WHAT YOU WILL DO =>
Restate, word for word, each entry that follows, but skip its pictures.

[Point-per-instance localization data]
-----
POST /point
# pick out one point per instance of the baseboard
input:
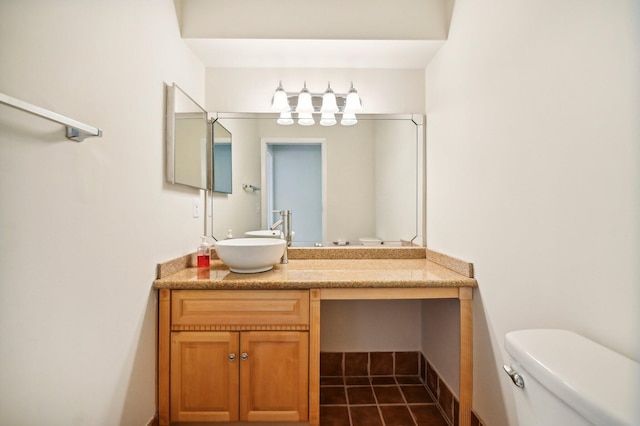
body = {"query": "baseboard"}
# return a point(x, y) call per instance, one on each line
point(153, 421)
point(446, 400)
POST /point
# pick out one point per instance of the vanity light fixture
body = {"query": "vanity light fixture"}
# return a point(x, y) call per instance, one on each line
point(285, 119)
point(327, 119)
point(348, 119)
point(306, 103)
point(306, 119)
point(280, 102)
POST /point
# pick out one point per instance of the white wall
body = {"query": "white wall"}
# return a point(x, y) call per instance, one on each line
point(83, 225)
point(533, 133)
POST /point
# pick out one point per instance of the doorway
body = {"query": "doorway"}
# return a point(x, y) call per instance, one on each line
point(294, 178)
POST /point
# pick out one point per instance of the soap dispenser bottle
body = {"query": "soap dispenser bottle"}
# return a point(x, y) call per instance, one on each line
point(204, 253)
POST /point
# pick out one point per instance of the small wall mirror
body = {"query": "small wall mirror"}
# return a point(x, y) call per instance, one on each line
point(221, 158)
point(187, 136)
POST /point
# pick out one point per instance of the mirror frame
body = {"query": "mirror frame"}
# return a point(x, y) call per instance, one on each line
point(170, 138)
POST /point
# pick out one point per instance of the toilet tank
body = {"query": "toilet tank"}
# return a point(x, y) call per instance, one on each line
point(570, 380)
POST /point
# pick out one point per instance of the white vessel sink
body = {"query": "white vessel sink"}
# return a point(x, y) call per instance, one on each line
point(264, 233)
point(250, 255)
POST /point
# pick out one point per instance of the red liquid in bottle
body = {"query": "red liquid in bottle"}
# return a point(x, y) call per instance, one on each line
point(203, 261)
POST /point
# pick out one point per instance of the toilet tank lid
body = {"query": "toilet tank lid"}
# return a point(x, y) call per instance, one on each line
point(600, 384)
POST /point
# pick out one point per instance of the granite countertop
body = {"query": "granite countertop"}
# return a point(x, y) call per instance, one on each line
point(431, 270)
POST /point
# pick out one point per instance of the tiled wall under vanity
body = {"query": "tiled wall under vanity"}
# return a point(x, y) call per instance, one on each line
point(398, 387)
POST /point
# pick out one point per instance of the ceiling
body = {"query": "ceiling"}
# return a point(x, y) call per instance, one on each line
point(253, 53)
point(405, 34)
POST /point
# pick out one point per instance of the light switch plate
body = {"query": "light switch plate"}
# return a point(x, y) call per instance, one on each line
point(196, 207)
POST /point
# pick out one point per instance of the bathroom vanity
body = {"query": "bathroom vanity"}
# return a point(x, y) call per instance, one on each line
point(246, 347)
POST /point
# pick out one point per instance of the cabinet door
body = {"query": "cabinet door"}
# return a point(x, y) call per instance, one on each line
point(274, 377)
point(204, 378)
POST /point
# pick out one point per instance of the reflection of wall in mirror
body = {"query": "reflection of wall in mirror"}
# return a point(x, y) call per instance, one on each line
point(395, 180)
point(190, 151)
-----
SOLUTION TO THE PROBLEM =>
POST /point
# pick out one point per instance of the baseboard
input:
body = {"query": "baseboard"}
# return a point(x, y) call per instance, one on each line
point(153, 421)
point(446, 400)
POST /point
# pick out one point per instance of the vanity light fixture
body = {"query": "vanity light fixture"}
# return a point(x, y) call per instance, one on each line
point(285, 119)
point(327, 119)
point(348, 119)
point(306, 103)
point(306, 119)
point(280, 102)
POST /point
# pick out one point per instance of the white wall
body = {"query": "white wall"}
# return a point(x, y) call per instance, one on each line
point(83, 225)
point(533, 133)
POST /point
# pick out one point per instance of the doorway
body = {"query": "doorway"}
# return a point(x, y) call per instance, one on each line
point(294, 178)
POST /point
# pick out one point per instance of the soap dispenser bottle
body = {"query": "soap dispenser bottle"}
# return a point(x, y) call per instance, one on each line
point(204, 253)
POST /point
# pick out one point per instance of the small wall mirror
body = {"query": "small wall mirror"}
# return a point(x, y) call per instance, one on each line
point(221, 158)
point(187, 136)
POST /point
# pick out one point per instance of the mirror frame
body = {"query": "mirror frame"}
# return a point(x, y) call per instance, one on each line
point(170, 138)
POST /point
# pick out one point per instance of the toilet tank
body = {"query": "toilet tank"}
# return a point(x, y) call per instance, one on each line
point(570, 380)
POST /point
# pick out one point per instance of the white vessel sink
body = {"query": "white vessel sink"}
# return a point(x, y) call per instance, one on each line
point(264, 233)
point(250, 255)
POST /point
# pick out one point per instance of the red liquid in bottle
body = {"query": "red liquid in bottle"}
# return a point(x, y) call per instance, one on each line
point(203, 261)
POST /point
# pick out one point per instance of the toilet tank lid
body = {"query": "toilet tank lid"}
# return a point(x, y) call per instance, one on each line
point(600, 384)
POST /point
# pick out one point per instance of the granite countertop
body = {"query": "granite countertop"}
# return a point(x, y) call per instance, one on each line
point(431, 270)
POST /point
# pick out one point per instance of the tiled wall under vanity
body = {"query": "tiled wall under vanity"}
# return a point(x, y) call per instance, one on each line
point(398, 387)
POST /point
# pick out one point per instance of the ceiling
body = {"query": "ceiling"}
# return a point(x, y) call per instance, one on each line
point(253, 53)
point(405, 34)
POST /point
# pick out one point per instance of the light switch plate
body = {"query": "light switch plate"}
# return a point(x, y) call per instance, one on each line
point(196, 207)
POST /point
# pick out one point per instance of the bathroom vanity
body = {"query": "bathroom vanity"}
# return a point(x, y) call per instance, one on each line
point(246, 347)
POST /point
# pick out one point per instance of the cabinet door
body = {"query": "cabinet door"}
# return a point(x, y) call per instance, one on each line
point(274, 377)
point(204, 378)
POST /point
# pick out one point per instance of the reflection of wall in mirror
body = {"query": "reflection of wall in mirror"}
# return a point(x, y) call per instance, one on each line
point(395, 180)
point(190, 151)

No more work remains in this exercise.